Exercise requirements
Work out the number of lines in the listing that include the string "leather". Reply with that number alone.

Working data
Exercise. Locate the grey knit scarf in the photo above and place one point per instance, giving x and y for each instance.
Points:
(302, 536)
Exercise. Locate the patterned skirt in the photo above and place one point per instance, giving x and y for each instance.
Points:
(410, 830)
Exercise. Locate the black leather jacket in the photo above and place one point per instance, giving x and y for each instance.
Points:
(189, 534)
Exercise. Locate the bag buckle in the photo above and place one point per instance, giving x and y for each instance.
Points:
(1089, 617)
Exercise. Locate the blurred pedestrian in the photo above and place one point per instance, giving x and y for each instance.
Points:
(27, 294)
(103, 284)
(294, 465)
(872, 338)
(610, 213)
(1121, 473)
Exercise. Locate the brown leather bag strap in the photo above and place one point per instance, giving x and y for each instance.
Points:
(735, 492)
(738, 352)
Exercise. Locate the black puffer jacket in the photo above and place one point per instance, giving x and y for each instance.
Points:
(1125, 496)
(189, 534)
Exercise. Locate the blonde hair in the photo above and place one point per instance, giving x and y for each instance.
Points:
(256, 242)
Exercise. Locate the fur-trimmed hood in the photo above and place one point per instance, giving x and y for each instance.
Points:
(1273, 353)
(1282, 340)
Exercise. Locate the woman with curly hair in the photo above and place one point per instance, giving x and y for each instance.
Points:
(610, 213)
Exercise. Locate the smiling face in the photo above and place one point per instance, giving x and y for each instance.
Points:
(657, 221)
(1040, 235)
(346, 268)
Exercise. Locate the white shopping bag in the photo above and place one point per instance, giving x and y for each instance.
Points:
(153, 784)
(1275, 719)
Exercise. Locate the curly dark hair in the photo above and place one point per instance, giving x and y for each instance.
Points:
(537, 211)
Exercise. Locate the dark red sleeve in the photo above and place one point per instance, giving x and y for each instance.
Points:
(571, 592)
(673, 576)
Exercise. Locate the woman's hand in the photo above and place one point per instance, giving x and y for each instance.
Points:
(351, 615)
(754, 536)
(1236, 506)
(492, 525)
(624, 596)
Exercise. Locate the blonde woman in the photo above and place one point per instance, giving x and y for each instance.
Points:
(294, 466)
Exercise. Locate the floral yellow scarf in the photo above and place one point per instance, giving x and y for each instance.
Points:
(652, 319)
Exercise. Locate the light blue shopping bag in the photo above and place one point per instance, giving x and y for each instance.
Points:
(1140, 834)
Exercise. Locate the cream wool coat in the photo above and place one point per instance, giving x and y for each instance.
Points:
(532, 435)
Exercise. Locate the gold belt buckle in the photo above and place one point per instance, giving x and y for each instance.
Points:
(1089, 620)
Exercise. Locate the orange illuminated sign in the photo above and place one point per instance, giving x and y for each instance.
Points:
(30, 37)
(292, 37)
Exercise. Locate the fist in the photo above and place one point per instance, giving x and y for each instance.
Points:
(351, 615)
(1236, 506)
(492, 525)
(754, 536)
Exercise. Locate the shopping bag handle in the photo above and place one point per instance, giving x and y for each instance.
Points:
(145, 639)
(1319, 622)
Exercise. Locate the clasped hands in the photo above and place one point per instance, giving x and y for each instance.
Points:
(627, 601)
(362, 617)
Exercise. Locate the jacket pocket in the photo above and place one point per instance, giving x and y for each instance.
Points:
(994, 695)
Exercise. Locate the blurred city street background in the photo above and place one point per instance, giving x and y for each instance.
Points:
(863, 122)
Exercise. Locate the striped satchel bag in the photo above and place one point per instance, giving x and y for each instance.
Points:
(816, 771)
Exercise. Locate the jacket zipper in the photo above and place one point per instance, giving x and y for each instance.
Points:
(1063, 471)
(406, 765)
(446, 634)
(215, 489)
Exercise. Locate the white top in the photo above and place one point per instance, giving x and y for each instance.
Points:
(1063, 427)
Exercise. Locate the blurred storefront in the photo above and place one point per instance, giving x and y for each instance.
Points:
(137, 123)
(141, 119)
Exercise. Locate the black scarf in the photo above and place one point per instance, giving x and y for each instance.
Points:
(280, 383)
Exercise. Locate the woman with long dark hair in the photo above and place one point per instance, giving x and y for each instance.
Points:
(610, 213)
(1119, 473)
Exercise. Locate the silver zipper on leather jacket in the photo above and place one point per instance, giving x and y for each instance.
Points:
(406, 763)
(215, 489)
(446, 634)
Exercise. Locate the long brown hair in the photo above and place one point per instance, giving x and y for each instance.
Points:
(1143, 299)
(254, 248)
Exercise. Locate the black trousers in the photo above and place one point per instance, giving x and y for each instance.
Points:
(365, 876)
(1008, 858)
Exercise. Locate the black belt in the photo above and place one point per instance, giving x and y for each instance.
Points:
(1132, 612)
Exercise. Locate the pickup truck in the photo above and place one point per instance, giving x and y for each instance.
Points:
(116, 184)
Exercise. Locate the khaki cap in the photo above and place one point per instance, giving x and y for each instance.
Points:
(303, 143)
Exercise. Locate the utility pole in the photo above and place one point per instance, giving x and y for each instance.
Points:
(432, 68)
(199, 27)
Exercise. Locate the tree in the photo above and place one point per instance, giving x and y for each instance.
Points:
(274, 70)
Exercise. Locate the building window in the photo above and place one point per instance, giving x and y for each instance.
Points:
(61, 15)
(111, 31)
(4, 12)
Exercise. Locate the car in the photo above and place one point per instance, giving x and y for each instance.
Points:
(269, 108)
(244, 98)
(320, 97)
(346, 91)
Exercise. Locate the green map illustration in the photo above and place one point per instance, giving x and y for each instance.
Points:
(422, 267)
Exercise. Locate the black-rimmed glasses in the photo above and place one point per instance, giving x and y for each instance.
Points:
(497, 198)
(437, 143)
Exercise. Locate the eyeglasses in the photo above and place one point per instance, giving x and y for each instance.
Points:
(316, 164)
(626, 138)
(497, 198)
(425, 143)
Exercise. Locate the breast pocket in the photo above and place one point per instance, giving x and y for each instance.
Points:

Expected answer
3